(Dataset entries)
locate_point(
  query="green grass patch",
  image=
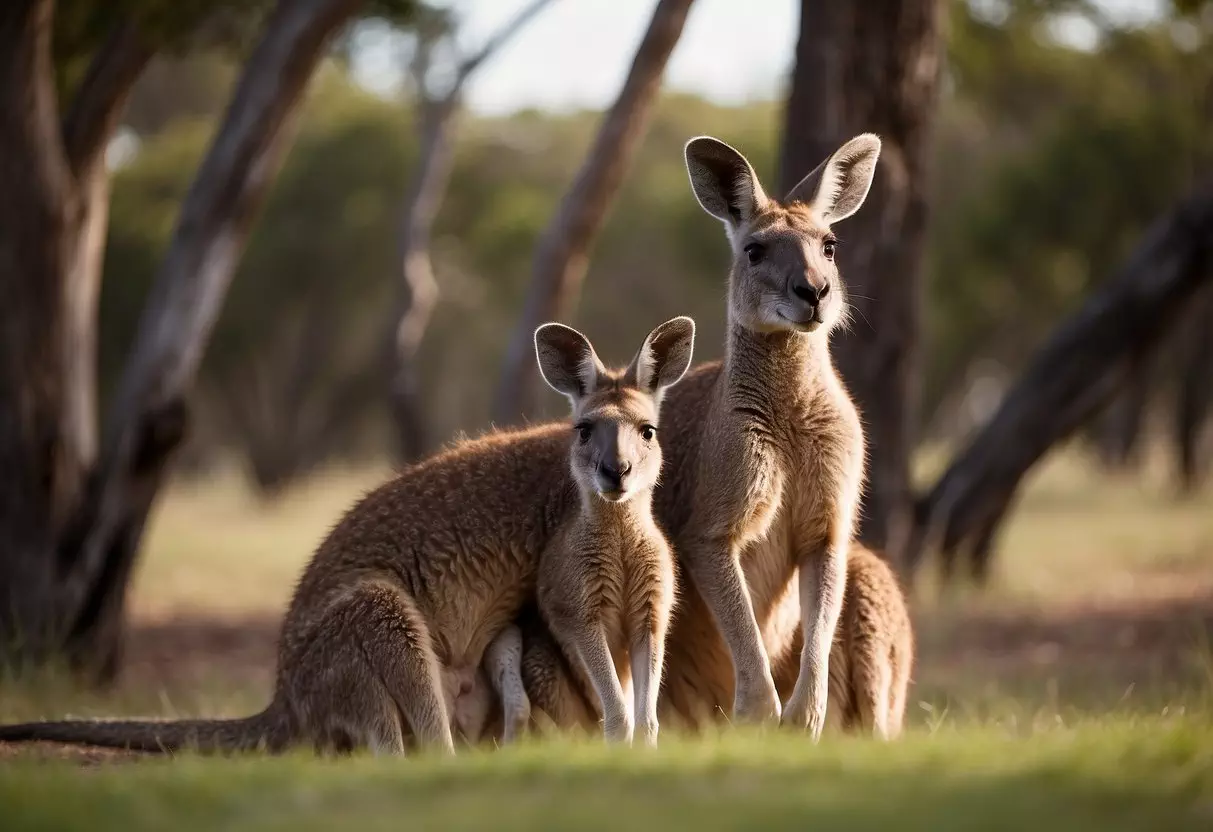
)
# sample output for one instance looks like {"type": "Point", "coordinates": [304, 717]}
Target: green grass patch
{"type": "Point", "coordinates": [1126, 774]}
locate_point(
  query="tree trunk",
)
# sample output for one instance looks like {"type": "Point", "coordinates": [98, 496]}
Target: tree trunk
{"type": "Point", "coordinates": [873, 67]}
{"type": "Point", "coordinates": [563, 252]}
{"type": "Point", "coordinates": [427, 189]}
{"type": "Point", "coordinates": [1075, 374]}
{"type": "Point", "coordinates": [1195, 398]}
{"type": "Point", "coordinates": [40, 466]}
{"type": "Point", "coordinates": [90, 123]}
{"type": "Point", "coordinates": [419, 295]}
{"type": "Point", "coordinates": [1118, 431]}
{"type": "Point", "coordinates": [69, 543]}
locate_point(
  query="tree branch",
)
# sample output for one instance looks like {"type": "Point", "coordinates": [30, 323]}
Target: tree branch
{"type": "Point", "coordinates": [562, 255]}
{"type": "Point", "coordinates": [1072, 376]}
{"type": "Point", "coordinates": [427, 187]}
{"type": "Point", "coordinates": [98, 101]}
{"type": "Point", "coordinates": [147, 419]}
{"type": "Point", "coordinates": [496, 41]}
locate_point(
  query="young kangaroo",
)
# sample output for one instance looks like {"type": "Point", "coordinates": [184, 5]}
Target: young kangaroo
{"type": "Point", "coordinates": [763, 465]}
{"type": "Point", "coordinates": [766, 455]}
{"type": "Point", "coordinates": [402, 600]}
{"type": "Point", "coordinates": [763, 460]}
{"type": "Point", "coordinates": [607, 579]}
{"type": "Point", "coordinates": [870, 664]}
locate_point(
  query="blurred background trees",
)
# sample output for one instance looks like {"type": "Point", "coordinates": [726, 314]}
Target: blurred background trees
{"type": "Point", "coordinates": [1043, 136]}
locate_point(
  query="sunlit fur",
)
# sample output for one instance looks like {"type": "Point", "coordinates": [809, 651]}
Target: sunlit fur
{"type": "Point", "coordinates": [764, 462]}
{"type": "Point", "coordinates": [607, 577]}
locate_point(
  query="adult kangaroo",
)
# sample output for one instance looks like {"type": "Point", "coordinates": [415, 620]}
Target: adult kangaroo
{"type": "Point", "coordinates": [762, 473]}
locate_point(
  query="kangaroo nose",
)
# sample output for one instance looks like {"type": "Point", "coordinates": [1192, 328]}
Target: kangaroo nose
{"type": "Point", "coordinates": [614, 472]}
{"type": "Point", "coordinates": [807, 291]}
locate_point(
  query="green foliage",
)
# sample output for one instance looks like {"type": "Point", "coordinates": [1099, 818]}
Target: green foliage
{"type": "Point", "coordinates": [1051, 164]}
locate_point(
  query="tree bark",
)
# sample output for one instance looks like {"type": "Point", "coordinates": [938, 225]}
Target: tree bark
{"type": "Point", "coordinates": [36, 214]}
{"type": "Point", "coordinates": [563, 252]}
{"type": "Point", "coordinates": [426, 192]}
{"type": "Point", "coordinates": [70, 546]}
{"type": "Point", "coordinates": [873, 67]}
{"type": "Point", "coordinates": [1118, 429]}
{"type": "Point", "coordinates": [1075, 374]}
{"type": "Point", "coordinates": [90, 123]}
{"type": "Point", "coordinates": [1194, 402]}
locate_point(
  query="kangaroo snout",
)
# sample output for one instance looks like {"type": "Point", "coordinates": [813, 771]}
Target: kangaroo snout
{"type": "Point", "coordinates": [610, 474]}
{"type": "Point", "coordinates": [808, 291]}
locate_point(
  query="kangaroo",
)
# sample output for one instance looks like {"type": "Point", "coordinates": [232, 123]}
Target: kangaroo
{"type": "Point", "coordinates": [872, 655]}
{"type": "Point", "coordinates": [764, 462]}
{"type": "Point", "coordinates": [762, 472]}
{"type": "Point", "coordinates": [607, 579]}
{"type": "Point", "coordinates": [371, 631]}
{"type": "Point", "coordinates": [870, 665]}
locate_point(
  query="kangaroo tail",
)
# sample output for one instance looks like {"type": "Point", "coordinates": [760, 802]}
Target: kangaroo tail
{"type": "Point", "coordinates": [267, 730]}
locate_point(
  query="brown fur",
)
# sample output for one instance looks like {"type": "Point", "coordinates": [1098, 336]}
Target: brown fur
--
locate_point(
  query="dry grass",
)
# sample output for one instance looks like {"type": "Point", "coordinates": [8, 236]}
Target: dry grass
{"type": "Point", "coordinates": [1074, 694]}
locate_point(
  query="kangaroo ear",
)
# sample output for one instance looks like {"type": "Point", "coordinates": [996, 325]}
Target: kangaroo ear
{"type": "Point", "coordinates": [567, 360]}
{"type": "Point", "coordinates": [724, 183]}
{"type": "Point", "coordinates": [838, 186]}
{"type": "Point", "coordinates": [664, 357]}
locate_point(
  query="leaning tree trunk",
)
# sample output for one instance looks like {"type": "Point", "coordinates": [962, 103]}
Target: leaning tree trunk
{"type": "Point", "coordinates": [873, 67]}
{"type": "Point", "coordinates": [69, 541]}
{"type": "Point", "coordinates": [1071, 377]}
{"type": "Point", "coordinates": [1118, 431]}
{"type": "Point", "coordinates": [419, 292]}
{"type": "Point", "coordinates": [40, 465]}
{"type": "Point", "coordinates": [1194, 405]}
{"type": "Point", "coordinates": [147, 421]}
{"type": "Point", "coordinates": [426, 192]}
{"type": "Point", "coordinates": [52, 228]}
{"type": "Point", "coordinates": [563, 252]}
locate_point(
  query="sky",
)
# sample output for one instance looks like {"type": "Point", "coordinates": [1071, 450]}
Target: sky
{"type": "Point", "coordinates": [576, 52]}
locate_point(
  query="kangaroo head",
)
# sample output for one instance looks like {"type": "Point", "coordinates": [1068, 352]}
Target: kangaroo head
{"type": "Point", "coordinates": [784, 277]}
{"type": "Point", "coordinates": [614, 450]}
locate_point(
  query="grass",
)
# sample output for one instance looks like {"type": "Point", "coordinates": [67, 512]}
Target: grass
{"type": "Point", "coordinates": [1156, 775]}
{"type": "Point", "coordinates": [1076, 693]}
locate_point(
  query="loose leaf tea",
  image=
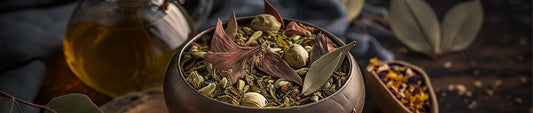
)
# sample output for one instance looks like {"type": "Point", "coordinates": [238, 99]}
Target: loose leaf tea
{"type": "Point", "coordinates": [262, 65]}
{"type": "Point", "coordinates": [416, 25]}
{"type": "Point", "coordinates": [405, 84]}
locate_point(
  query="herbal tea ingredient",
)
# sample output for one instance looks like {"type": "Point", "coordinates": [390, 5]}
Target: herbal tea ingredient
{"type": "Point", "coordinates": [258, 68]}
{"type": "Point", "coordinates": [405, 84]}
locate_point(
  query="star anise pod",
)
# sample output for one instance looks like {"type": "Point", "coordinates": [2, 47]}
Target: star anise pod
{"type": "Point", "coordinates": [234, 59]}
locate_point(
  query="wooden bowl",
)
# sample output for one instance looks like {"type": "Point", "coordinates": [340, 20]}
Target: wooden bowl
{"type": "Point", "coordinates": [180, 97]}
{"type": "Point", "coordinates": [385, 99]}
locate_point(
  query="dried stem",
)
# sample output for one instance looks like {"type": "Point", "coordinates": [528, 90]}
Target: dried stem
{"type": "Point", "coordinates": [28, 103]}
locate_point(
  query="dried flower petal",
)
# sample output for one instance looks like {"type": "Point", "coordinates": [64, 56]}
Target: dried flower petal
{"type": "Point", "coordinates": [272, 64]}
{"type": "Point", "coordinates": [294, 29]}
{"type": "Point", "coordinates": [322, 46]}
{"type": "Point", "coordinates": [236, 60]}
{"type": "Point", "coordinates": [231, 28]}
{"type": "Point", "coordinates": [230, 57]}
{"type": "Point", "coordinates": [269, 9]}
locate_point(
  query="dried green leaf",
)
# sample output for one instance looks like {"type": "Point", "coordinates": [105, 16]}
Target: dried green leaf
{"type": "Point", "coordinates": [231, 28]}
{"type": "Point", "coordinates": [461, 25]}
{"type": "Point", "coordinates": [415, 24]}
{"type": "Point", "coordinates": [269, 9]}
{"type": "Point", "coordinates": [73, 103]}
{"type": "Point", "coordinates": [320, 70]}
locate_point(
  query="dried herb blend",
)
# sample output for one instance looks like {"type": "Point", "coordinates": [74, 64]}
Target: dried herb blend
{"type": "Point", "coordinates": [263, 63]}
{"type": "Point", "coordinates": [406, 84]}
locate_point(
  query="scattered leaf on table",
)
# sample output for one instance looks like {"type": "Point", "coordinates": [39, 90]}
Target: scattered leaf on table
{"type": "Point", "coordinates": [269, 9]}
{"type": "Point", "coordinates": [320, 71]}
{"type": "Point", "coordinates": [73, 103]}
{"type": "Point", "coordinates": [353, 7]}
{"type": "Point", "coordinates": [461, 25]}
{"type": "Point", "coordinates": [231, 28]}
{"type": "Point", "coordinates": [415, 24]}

Exercise: Each line above from the one with "Target: kangaroo tail" up to and including the one with "Target: brown fur" must be set down exactly, and no line outside that span may appear.

Output below:
Target: kangaroo tail
{"type": "Point", "coordinates": [267, 730]}
locate_point(
  query="brown fur",
)
# sample output for one instance looks like {"type": "Point", "coordinates": [1098, 336]}
Target: brown fur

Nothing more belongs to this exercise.